#### [TASK A]
In the forum thread about dogsitting, what is the name of the aunt's Pit Bull?
*** GIVEN PASSAGE ***
# A Pit Bull, a Jack Russell mix, and a Yorkie



## Jacksons Mom (Mar 12, 2010)

Helping out my aunt tonight and dogsitting for her Pittie, Max and her mother-in-law's Jack Russell/Shihtzu mix Sammy (who's littermate, Lily, belongs to my dad).

They are so cute together!

Sorry for the crappy cell phone quality.


----------



## PetersGirl (Feb 8, 2010)

Jack Russel/Shih Tzu?! That is quite the combo! Jackson seems to enjoy his playmates  He looks so darn cute in his little harness by the way. I saw a teenie Yorkie today at our Sunday Social puppy class she was so cute; I have a weakness for small dogs!


----------



## Jacksons Mom (Mar 12, 2010)

PetersGirl said:


> Jack Russel/Shih Tzu?! That is quite the combo! Jackson seems to enjoy his playmates  He looks so darn cute in his little harness by the way. I saw a teenie Yorkie today at our Sunday Social puppy class she was so cute; I have a weakness for small dogs!
*** End of GIVEN PASSAGE ***
*** PROVIDED RECORDS ***
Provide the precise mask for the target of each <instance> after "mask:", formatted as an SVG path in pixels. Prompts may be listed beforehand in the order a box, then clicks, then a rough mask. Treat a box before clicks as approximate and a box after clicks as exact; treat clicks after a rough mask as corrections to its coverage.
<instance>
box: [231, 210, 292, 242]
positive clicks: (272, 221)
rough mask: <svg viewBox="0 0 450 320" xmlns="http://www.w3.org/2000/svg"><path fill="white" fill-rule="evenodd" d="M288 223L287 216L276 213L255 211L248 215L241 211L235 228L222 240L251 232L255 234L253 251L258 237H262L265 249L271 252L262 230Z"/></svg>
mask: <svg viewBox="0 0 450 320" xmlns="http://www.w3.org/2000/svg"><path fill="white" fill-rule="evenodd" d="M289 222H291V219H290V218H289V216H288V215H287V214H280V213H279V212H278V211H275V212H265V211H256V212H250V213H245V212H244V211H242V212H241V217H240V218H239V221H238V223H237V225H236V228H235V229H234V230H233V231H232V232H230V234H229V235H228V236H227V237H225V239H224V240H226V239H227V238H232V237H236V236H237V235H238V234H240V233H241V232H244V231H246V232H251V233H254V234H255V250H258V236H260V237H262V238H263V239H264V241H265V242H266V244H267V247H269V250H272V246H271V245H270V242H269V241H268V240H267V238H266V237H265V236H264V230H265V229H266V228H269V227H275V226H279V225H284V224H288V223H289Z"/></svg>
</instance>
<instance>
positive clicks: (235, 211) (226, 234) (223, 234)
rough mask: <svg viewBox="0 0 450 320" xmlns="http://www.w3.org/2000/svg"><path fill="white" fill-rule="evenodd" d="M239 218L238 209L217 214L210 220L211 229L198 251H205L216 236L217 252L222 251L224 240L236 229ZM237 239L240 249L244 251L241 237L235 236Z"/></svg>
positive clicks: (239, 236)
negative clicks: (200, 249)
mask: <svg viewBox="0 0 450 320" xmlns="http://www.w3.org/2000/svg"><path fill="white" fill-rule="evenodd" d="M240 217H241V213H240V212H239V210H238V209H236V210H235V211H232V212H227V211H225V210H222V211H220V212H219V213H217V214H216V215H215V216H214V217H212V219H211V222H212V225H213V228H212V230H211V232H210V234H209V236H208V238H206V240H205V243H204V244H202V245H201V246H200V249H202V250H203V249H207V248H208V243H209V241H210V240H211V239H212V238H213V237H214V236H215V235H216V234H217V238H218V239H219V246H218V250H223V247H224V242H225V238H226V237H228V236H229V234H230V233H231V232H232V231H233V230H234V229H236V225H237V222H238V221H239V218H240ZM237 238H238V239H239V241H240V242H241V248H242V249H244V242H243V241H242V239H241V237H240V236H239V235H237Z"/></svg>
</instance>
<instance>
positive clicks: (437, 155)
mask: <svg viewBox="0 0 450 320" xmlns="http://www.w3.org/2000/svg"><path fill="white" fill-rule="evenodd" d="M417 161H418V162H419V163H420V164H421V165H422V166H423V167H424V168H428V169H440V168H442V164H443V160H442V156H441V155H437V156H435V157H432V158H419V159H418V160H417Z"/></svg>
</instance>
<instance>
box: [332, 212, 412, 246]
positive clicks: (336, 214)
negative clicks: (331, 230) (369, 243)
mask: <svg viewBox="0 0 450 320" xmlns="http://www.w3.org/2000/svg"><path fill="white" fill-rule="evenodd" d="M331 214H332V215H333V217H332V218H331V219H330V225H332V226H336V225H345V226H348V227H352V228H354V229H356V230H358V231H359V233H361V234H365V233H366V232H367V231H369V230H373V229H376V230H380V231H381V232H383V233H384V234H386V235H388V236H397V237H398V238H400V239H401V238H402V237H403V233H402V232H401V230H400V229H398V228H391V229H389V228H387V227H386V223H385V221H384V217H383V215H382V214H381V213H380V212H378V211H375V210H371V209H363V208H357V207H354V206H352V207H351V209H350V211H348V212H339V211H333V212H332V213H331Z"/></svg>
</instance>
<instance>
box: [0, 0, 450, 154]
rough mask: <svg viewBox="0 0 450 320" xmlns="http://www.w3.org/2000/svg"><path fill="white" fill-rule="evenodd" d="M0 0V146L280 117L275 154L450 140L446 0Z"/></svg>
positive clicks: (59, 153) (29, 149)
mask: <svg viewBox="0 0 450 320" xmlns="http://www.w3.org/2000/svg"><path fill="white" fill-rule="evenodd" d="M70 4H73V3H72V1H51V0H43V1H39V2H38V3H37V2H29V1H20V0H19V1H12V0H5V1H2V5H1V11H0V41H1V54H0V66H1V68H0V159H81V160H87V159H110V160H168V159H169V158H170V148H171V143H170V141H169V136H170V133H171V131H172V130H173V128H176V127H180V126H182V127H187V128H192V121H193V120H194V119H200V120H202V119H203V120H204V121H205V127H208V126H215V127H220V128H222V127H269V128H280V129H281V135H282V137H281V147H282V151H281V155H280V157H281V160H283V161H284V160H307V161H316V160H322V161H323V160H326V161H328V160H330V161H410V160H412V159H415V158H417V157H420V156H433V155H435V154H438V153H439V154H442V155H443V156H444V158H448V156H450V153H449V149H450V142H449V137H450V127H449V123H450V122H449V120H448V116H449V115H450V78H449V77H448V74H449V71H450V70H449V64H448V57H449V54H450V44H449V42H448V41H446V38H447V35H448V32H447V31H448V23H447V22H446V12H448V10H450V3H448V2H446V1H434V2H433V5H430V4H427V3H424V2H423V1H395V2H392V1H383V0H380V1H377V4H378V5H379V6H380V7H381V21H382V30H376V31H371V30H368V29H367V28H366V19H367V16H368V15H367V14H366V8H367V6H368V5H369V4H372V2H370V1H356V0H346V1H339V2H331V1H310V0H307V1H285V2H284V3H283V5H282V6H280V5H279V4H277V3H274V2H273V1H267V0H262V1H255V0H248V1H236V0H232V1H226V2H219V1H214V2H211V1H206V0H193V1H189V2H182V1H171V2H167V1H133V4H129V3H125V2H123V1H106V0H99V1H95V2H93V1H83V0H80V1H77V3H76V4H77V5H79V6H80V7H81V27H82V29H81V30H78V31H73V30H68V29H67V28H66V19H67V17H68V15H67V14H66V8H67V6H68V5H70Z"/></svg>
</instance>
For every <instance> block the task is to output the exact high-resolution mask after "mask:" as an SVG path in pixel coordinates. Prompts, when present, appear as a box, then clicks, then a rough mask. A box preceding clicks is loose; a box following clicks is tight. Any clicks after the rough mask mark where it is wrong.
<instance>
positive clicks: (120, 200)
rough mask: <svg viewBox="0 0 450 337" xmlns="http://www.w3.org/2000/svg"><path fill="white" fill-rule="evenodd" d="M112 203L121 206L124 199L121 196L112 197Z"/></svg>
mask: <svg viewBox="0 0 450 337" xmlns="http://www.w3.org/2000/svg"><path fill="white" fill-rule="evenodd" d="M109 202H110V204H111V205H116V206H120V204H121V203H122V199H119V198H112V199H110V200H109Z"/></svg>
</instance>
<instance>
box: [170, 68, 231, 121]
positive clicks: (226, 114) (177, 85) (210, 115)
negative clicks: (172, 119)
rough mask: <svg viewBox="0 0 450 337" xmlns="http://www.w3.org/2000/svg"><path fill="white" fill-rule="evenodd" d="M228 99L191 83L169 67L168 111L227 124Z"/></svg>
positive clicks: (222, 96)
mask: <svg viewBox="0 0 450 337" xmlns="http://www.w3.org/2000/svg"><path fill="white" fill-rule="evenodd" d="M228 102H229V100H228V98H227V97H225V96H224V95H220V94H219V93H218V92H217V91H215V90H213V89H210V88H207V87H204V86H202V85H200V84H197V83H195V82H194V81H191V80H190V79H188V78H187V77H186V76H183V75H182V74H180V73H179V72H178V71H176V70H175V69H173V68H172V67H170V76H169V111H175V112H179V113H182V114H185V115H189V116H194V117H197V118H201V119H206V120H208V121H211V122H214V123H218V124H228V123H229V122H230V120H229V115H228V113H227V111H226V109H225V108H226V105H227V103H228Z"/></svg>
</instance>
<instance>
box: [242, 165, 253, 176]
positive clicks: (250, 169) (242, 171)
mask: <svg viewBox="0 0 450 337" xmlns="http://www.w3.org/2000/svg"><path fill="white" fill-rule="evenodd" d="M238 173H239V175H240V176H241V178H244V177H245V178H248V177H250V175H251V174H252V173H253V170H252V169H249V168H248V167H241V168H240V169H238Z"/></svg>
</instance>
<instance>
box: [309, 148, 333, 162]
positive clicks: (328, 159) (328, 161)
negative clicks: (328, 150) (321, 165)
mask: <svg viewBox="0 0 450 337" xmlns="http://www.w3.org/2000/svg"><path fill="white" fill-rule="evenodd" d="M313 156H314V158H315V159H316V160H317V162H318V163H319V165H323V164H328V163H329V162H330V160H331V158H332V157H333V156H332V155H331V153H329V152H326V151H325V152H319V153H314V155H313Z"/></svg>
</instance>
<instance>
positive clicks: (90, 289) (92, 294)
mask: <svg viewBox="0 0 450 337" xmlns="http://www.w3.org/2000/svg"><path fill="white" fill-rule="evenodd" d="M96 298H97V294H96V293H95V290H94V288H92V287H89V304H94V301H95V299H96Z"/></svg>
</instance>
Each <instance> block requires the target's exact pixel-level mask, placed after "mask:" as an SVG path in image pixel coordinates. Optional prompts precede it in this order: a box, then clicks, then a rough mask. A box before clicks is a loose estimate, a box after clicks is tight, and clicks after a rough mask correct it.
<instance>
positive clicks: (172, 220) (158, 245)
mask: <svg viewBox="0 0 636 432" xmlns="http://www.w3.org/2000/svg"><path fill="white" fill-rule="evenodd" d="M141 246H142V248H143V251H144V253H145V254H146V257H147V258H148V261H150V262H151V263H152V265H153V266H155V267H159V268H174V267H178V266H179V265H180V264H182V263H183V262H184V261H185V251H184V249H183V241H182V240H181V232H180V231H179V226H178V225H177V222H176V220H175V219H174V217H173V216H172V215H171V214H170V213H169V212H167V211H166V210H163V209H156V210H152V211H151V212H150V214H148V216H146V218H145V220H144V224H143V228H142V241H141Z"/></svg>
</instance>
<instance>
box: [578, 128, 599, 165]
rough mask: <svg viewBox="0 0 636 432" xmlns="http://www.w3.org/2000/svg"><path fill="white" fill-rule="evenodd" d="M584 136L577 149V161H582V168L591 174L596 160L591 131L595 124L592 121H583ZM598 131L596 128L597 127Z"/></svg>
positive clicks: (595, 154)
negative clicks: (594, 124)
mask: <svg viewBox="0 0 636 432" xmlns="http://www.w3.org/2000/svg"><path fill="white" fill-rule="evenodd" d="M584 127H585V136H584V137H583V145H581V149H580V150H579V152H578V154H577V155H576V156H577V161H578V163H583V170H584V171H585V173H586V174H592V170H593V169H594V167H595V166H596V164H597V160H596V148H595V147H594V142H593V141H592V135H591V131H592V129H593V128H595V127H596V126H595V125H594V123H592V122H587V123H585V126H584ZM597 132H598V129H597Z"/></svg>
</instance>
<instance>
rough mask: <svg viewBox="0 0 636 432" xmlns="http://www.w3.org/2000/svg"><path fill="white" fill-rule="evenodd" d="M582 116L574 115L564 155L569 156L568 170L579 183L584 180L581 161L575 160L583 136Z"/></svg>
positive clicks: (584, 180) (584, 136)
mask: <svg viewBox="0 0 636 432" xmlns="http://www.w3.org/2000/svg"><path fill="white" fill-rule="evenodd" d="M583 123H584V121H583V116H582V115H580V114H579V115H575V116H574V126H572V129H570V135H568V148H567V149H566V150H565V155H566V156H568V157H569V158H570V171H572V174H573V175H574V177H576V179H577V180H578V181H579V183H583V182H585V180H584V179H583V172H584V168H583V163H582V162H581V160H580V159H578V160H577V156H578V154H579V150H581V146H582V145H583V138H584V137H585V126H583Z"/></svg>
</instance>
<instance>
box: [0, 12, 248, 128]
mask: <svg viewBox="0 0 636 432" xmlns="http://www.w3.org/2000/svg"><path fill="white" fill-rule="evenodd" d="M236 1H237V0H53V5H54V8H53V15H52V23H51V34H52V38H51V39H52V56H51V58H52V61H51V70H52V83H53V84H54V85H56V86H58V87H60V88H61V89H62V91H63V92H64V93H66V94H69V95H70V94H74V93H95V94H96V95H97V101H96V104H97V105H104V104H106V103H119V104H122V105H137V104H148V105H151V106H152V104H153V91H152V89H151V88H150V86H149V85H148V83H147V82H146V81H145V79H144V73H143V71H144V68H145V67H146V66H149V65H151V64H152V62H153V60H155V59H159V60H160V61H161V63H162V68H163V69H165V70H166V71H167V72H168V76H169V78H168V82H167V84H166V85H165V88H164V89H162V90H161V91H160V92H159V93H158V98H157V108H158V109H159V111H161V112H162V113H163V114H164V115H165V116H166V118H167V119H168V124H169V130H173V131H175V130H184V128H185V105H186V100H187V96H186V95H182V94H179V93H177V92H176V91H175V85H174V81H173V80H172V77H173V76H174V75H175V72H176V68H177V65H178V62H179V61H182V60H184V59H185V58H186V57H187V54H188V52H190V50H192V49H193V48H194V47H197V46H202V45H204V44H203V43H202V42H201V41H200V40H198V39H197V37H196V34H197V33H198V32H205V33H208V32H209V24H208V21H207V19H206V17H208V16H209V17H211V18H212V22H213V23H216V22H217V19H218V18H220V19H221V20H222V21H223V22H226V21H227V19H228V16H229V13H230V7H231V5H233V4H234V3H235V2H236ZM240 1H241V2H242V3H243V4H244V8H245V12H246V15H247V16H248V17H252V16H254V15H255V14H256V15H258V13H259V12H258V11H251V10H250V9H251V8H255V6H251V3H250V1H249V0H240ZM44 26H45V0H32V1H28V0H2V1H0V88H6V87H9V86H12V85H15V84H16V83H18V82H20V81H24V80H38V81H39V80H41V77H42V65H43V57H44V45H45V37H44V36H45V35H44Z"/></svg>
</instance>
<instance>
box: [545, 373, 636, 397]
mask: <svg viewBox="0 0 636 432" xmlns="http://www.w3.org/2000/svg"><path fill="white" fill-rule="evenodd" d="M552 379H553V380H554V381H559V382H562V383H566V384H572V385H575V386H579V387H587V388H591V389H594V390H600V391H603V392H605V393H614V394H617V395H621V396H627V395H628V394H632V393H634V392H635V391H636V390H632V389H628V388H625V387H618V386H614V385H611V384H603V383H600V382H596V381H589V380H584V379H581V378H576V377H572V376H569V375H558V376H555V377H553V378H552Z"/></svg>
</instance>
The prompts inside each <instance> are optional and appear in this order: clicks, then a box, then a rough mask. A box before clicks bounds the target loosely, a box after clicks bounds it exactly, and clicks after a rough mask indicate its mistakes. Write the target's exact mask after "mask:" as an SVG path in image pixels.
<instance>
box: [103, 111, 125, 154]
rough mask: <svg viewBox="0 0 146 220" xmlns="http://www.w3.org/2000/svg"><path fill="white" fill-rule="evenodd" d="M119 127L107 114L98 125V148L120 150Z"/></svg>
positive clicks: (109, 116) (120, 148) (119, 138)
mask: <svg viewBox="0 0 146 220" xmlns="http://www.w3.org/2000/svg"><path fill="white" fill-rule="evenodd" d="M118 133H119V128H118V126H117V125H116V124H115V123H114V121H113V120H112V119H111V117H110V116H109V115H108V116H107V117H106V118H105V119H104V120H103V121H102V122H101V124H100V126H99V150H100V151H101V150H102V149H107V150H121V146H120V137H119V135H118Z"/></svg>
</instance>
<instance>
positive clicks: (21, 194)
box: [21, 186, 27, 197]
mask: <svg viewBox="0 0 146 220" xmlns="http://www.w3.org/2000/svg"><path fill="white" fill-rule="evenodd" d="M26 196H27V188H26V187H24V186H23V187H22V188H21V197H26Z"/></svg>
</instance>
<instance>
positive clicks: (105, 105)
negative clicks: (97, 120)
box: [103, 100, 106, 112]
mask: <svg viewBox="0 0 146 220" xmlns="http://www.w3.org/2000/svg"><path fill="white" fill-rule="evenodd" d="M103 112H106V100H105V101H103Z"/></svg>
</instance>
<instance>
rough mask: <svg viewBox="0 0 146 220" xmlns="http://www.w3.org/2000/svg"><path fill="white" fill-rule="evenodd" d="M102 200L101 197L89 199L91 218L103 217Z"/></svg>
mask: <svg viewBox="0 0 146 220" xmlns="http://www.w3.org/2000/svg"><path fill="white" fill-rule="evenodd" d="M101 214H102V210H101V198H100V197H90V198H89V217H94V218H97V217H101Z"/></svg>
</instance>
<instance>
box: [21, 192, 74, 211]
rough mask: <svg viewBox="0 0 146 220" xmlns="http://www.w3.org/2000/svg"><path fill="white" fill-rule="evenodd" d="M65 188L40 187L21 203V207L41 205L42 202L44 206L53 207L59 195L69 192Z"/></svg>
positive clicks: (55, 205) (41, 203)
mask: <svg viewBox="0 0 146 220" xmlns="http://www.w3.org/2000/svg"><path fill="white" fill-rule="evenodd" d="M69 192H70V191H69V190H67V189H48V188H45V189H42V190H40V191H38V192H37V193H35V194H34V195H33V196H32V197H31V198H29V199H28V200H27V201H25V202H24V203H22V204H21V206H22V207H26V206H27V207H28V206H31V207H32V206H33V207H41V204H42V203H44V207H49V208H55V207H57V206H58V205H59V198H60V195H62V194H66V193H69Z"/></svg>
*** End of PROVIDED RECORDS ***
#### [TASK B]
Reproduce the records from their first line up to and including the line that contains "223L287 216L276 213L255".

#### [WRITTEN RESPONSE A]
Max

#### [WRITTEN RESPONSE B]
Provide the precise mask for the target of each <instance> after "mask:", formatted as an SVG path in pixels. Prompts may be listed beforehand in the order a box, then clicks, then a rough mask. Treat a box before clicks as approximate and a box after clicks as exact; treat clicks after a rough mask as corrections to its coverage.
<instance>
box: [231, 210, 292, 242]
positive clicks: (272, 221)
rough mask: <svg viewBox="0 0 450 320" xmlns="http://www.w3.org/2000/svg"><path fill="white" fill-rule="evenodd" d="M288 223L287 216L276 213L255 211L248 215L241 211L235 228L222 240L251 232L255 234L253 251L258 237H262L265 249L271 252L262 230Z"/></svg>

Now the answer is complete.